Exercise objective — Format all of the items below as a numbered list, leaving out any blank lines.

[START OF The records]

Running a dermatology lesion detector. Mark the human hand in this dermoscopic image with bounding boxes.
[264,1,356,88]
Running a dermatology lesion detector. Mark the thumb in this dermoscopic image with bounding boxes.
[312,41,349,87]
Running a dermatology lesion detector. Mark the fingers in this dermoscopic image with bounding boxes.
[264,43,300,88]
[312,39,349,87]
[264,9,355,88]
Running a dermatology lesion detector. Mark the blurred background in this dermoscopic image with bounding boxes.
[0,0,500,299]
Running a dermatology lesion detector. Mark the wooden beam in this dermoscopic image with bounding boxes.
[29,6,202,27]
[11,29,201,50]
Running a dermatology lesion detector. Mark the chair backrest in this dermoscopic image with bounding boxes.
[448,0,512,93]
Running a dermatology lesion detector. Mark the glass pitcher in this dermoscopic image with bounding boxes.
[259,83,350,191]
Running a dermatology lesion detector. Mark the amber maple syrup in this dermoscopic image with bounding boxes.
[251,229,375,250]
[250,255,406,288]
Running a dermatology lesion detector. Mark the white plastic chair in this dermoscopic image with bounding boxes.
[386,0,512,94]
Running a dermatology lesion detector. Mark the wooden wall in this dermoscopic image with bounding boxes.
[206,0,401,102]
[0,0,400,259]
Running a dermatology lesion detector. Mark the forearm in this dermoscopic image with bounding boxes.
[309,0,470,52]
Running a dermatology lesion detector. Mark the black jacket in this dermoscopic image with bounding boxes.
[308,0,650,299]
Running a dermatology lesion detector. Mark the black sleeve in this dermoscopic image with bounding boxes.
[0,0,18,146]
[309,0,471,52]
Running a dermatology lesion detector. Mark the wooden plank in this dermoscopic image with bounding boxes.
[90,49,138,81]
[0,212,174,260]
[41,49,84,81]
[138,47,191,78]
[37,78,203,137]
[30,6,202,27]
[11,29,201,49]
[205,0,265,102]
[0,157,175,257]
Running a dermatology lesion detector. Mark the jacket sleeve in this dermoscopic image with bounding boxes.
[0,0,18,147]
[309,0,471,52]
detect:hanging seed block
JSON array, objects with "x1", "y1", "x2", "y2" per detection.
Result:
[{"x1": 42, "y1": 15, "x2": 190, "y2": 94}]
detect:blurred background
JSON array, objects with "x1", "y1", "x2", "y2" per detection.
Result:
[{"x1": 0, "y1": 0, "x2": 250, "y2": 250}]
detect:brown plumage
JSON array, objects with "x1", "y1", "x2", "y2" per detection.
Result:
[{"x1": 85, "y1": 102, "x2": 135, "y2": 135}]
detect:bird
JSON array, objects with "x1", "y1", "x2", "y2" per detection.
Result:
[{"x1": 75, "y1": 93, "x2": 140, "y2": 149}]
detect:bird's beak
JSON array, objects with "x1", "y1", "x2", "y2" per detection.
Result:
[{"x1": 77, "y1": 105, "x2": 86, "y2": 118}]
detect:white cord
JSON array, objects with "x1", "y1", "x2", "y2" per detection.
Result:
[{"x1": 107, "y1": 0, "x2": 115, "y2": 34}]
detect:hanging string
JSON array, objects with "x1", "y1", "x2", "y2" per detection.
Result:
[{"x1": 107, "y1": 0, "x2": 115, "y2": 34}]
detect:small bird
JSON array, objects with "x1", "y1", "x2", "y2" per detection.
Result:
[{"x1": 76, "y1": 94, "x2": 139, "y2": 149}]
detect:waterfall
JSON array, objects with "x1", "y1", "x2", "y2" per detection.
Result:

[END OF The records]

Solution —
1. Running a dermatology lesion detector. Mark the human hand in this dermoscopic image with bounding boxes.
2. [264,1,356,88]
3. Running a dermatology lesion detector. Mark the thumb in this dermoscopic image with bounding boxes.
4. [312,41,349,87]
5. Running a dermatology lesion detector. Mark the fingers in this dermoscopic image with bounding boxes.
6. [264,43,300,88]
7. [312,39,349,87]
8. [264,9,355,88]
9. Running a dermatology lesion detector. Mark the blurred background in this dermoscopic image with bounding boxes.
10. [0,0,500,299]
11. Running a dermatology lesion detector. Mark the wooden beam in this dermoscopic image with bounding boxes.
12. [29,6,202,27]
13. [11,29,201,50]
14. Running a dermatology lesion detector. Mark the chair backrest in this dermoscopic image with bounding boxes.
15. [448,0,512,93]
16. Running a dermatology lesion detector. Mark the glass pitcher in this dermoscopic image with bounding boxes.
17. [259,83,350,191]
18. Running a dermatology lesion detector. Mark the amber maple syrup in this dermoscopic image with bounding boxes.
19. [251,229,375,250]
20. [250,255,406,288]
21. Running a dermatology lesion detector. Mark the white plastic chair in this dermoscopic image with bounding boxes.
22. [386,0,512,94]
23. Running a dermatology lesion detector. Mark the wooden wall in this dermoscopic image with bounding boxes.
24. [206,0,401,102]
25. [0,0,400,259]
26. Running a dermatology lesion detector. Mark the forearm in this dermoscopic image with bounding boxes.
27. [309,0,470,52]
28. Running a dermatology lesion detector. Mark the black jacket in this dermoscopic image with bounding boxes.
29. [308,0,650,299]
30. Running a dermatology lesion detector. Mark the black sleeve in this dermoscopic image with bounding boxes.
31. [0,0,18,146]
32. [309,0,471,52]
33. Running a dermatology lesion detector. Mark the wooden plank in this dermoscopic image with bounding boxes.
34. [90,49,138,81]
35. [0,212,174,260]
36. [41,49,84,81]
37. [138,47,191,78]
38. [37,78,203,137]
39. [30,6,202,27]
40. [11,29,201,49]
41. [205,0,265,102]
42. [0,157,175,257]
43. Running a dermatology lesion detector. Mark the jacket sleeve in this dermoscopic image with bounding boxes.
44. [0,0,18,147]
45. [309,0,471,52]
46. detect:hanging seed block
47. JSON array, objects with "x1", "y1", "x2", "y2" per detection.
48. Result:
49. [{"x1": 42, "y1": 15, "x2": 190, "y2": 94}]
50. detect:blurred background
51. JSON array, objects with "x1", "y1", "x2", "y2" per detection.
52. Result:
53. [{"x1": 0, "y1": 0, "x2": 250, "y2": 250}]
54. detect:brown plumage
55. JSON array, objects with "x1", "y1", "x2", "y2" per detection.
56. Result:
57. [{"x1": 85, "y1": 102, "x2": 135, "y2": 135}]
58. detect:bird
59. JSON array, objects with "x1", "y1", "x2", "y2" per detection.
60. Result:
61. [{"x1": 75, "y1": 93, "x2": 140, "y2": 149}]
62. detect:bird's beak
63. JSON array, objects with "x1", "y1", "x2", "y2" per detection.
64. Result:
65. [{"x1": 77, "y1": 105, "x2": 86, "y2": 118}]
66. detect:white cord
67. JSON array, objects with "x1", "y1", "x2", "y2" per detection.
68. Result:
69. [{"x1": 107, "y1": 0, "x2": 115, "y2": 34}]
70. detect:hanging string
71. JSON array, objects with "x1", "y1", "x2", "y2" per detection.
72. Result:
73. [{"x1": 107, "y1": 0, "x2": 115, "y2": 34}]
74. detect:small bird
75. JSON array, objects with "x1", "y1", "x2", "y2" per detection.
76. Result:
77. [{"x1": 76, "y1": 94, "x2": 139, "y2": 149}]
78. detect:waterfall
79. JSON array, objects with "x1", "y1", "x2", "y2" per detection.
80. Result:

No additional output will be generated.